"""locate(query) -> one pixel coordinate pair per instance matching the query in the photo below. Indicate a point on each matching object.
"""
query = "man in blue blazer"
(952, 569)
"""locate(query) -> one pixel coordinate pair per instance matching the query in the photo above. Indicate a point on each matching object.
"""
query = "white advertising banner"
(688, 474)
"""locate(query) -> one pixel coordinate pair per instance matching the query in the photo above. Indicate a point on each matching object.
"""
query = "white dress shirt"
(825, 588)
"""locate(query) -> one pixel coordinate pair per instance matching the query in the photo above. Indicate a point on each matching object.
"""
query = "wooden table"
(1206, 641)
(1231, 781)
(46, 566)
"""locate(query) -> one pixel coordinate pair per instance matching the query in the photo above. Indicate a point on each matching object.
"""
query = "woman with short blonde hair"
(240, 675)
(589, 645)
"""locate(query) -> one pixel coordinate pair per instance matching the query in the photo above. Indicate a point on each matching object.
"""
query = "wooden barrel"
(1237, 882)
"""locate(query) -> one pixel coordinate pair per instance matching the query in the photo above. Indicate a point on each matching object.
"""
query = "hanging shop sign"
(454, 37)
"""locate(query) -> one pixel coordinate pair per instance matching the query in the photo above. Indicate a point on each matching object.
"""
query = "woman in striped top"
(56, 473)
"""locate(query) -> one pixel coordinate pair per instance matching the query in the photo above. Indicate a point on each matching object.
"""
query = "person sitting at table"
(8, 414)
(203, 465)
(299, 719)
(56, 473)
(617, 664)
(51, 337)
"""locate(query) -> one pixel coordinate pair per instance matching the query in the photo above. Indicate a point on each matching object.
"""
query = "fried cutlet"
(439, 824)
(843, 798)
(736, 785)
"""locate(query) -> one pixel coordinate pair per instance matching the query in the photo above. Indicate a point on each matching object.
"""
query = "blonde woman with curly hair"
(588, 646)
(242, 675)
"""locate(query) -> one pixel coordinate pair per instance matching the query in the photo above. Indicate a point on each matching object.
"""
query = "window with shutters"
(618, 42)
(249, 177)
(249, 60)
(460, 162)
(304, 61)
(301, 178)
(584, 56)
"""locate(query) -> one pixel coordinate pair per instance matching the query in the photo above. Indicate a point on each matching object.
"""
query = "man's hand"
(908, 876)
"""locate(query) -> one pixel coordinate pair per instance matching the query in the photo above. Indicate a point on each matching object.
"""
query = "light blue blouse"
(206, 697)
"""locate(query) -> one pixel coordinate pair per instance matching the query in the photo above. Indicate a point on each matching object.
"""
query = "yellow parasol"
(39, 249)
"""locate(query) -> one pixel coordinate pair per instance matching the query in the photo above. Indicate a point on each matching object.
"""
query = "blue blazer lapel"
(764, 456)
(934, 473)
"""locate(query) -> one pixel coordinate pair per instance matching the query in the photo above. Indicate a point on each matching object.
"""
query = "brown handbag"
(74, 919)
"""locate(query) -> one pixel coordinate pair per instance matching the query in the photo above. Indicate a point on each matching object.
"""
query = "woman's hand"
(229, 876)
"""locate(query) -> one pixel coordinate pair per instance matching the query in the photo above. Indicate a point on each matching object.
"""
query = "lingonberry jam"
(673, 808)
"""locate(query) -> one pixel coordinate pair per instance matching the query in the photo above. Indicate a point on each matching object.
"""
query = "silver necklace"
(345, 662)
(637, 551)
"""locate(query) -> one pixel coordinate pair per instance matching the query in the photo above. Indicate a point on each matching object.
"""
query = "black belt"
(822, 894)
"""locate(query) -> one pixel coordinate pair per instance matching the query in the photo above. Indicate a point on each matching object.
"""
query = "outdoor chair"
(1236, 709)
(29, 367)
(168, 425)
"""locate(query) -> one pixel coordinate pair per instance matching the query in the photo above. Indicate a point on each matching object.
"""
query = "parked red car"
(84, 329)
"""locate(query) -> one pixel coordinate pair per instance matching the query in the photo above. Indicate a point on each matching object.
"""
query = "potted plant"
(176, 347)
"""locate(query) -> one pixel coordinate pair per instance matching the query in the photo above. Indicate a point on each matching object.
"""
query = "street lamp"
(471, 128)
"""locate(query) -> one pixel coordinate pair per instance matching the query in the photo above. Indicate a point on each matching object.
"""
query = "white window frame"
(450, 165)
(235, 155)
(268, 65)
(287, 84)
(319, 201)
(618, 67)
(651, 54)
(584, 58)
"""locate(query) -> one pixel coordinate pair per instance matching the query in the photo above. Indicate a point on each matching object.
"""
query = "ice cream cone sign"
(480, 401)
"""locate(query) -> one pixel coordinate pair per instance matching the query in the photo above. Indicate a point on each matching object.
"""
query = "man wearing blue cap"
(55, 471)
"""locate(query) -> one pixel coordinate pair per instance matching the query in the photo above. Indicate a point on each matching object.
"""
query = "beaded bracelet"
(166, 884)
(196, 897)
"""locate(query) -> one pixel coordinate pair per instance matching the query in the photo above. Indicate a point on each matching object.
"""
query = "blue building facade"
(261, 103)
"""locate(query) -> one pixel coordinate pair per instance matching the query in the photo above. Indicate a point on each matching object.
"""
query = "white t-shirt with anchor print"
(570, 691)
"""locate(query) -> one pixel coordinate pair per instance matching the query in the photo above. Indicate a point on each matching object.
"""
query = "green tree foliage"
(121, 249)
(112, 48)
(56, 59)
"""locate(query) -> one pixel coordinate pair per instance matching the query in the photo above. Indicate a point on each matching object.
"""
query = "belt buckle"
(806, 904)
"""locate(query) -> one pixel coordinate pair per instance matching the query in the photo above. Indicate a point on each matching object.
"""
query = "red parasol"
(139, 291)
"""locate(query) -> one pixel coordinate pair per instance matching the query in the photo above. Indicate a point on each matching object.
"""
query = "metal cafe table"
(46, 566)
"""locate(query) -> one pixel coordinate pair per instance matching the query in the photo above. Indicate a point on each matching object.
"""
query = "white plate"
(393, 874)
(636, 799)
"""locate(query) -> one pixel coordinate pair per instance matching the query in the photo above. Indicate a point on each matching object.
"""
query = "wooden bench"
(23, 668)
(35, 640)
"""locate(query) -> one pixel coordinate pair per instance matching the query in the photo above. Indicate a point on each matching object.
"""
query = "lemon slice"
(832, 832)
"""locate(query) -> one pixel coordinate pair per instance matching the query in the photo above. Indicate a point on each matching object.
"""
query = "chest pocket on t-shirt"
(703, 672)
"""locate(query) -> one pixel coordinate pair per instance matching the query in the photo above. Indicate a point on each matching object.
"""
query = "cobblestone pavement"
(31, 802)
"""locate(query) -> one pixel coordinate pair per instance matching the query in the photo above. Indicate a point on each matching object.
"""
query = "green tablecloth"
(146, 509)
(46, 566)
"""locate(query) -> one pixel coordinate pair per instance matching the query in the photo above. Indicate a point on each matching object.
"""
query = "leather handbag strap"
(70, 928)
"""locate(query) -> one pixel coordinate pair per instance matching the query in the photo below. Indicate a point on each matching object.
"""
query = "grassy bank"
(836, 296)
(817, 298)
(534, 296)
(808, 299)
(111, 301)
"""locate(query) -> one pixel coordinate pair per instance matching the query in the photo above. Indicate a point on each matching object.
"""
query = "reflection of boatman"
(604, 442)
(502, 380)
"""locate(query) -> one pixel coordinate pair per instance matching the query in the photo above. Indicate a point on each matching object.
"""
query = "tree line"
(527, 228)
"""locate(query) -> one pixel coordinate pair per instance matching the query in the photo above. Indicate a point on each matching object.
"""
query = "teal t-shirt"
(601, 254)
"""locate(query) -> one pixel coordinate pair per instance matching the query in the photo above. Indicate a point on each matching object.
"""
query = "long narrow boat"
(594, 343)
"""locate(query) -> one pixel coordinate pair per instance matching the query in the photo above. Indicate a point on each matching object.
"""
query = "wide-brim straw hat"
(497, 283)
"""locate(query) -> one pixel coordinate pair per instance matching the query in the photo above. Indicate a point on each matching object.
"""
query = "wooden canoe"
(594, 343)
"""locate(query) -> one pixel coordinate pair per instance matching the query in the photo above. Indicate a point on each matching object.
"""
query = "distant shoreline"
--- --- ---
=== TASK PROMPT ===
Reproduce every line of the listing from its start through the line containing "(1237, 882)", inclusive, shifting each number in the coordinate pairs up by 14 and leaving all other text unchanged.

=== REPLY TO THE EXERCISE ===
"""locate(query) -> one pixel coordinate pair per instance matching the query in the photo below. Indicate a point on each matching object.
"""
query = "man in blue blazer"
(966, 583)
"""locate(query) -> one pixel coordinate pair per instance matching the query in the photo above. Indicate a point on each matching object.
"""
query = "white advertising banner"
(702, 488)
"""locate(query) -> one pixel coordinate pair per instance matching the query in the photo above. Indicate a point on each matching object.
"""
query = "white dress shirt"
(839, 602)
"""locate(query) -> one pixel coordinate pair per instance matching the query in the photo above. Indicate a point on each matching object.
"""
query = "wooden table"
(1220, 655)
(1245, 795)
(60, 580)
"""locate(query) -> one pixel coordinate pair per instance matching the query in the photo above. Indicate a point on each matching object.
"""
query = "woman with short blonde hair"
(254, 689)
(603, 659)
"""locate(query) -> one pixel coordinate pair per instance matching the query in the photo above. Indicate a point on each matching object.
"""
query = "wooden barrel"
(1251, 896)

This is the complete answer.